Saved data entries

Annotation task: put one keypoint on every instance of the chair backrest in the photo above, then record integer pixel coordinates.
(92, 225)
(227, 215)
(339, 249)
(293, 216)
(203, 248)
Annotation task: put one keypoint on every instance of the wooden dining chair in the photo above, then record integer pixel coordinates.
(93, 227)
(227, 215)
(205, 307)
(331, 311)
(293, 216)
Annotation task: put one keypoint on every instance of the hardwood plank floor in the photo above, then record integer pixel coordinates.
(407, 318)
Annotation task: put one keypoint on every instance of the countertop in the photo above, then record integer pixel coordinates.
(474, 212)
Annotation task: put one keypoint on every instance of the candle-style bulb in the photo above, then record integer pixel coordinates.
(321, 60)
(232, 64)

> Work instructions: Please repeat the material above, substituting "marker" for "keypoint" everywhere it occurs and leaving everything else unchanged.

> Task output:
Annotation task: put one marker on every instance of the chair backrest in the photo above, then record integer pixel coordinates.
(92, 225)
(227, 215)
(339, 249)
(293, 216)
(203, 248)
Annotation task: put one marker on every instance of the wooden dining chair in the photo above, then record integer pixel coordinates.
(93, 227)
(227, 215)
(205, 307)
(331, 311)
(293, 216)
Annotation task: put one marker on every instance of the hardwood plank floor in the photo above, then record integer pixel coordinates.
(407, 318)
Annotation task: put one marker on every instance of the countertop in the photo above, then record integer pixel coordinates.
(474, 212)
Annotation task: put one marker on every instance of the candle-style bulb in the photo above, then record integer pixel coordinates.
(321, 60)
(232, 64)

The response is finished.